— What to produce —
Your answer should be the records again, unchanged in wording and free of images.

— Data supplied —
•••

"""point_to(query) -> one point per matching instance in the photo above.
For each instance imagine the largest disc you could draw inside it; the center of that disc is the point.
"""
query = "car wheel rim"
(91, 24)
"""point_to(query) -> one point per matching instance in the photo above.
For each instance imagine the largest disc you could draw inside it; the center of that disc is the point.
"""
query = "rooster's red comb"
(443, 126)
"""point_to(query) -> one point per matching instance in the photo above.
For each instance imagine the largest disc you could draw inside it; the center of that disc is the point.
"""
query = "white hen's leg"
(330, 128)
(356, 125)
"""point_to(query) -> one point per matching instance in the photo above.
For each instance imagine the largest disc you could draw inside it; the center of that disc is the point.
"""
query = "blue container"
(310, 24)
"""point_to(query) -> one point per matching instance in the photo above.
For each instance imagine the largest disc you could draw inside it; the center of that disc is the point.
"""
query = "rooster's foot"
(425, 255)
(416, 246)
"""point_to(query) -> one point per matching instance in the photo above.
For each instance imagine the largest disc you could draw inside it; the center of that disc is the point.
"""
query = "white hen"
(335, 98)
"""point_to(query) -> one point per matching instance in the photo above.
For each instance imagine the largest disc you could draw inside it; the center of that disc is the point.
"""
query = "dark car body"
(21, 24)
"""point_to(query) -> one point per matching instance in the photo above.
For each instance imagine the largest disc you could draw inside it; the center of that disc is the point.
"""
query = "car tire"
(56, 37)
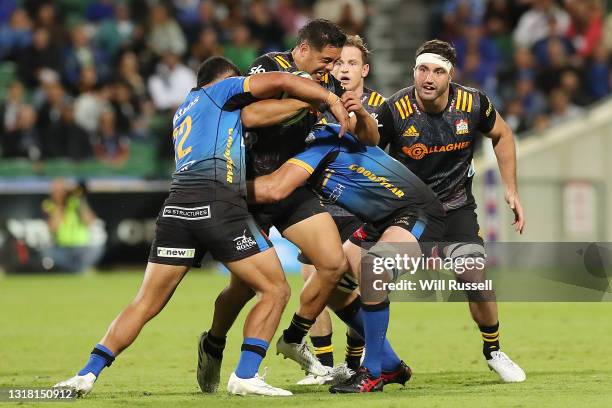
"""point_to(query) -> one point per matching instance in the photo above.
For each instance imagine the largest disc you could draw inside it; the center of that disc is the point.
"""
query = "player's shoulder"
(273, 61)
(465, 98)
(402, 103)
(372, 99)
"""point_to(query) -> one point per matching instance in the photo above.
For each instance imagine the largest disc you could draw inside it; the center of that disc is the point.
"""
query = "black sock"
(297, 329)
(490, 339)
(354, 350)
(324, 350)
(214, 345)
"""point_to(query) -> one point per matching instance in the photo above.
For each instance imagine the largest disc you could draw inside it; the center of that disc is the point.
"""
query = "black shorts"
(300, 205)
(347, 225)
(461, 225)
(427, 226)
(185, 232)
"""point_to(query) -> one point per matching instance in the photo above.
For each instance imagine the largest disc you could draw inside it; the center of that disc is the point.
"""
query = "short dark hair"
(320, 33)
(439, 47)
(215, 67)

•••

— Answer for this exercise —
"""point_to(query) -> one point per matching instance in the photo above.
For each instance imagine the largest disc you could draw inside it; the center of that disc is the point.
"""
query = "car wheel rim"
(91, 24)
"""point_to(query) -> one point per matching instance in the photo above.
For each instance imagine the largest disc you could draw inside it; the center of that disc is the point.
"""
query = "rooster's red comb"
(443, 126)
"""point_to(query) -> one point per matching instance in the photo above.
For each instance imagine the largest disc you could draw inside it; the center of that disc is the point.
"""
query = "white hen's leg"
(330, 128)
(356, 125)
"""point_to(query) -> one point per matching instance in the photo above.
For each instance imagine the largest disc you could draw inside it; the center of that disc is the point.
"""
query = "blue container"
(310, 24)
"""point_to(query) -> one point per matching instance in the photo above.
For each instance imagine the largest disc you could draw inside it; the center of that disc is the point.
"""
query = "rooster's foot"
(425, 255)
(416, 246)
"""point_to(query) -> one point per matching instance in the photo above.
For each instance imagine the largest disc you could draw inside it; the center of that disc is the point.
"""
query = "white hen"
(335, 98)
"""point_to(query) -> one point per matching instance in the photo above.
For each instance imagine the largest disc you could draw inside it; the center of that disc is the point.
"""
query = "dark car body"
(21, 24)
"""point_to(query) -> one point per matching instance in the photo above.
For each instance imagine the largest disc you could draw inside it; the center of that disc is the point.
"""
query = "car tire"
(56, 37)
"""point_to(query) -> one point per matching instance in the photo above.
For each instance imagine the largest disc you could draw inside it; the center of that disc is the point.
"""
query = "player's shoulder"
(273, 61)
(465, 98)
(402, 103)
(372, 99)
"""point_to(query) -> one point per matching instance in the photo above.
For each instance imagine the largest disc you could draw inside it; the center of that disc is the point.
"""
query = "black sock"
(297, 329)
(490, 339)
(354, 350)
(324, 350)
(214, 345)
"""point_to(query) -> one point per matching instance in the photo above.
For each instance imagine the largest disc you could draw inside it; the center of that disc is the point.
"""
query = "black shorts"
(300, 205)
(347, 225)
(461, 225)
(427, 226)
(185, 232)
"""point_to(query) -> one point per matching instance in the photo above.
For each instance imagine the largest disc you could draw inside it; the center of that disc is the point.
"""
query = "short dark hair"
(320, 33)
(439, 47)
(215, 67)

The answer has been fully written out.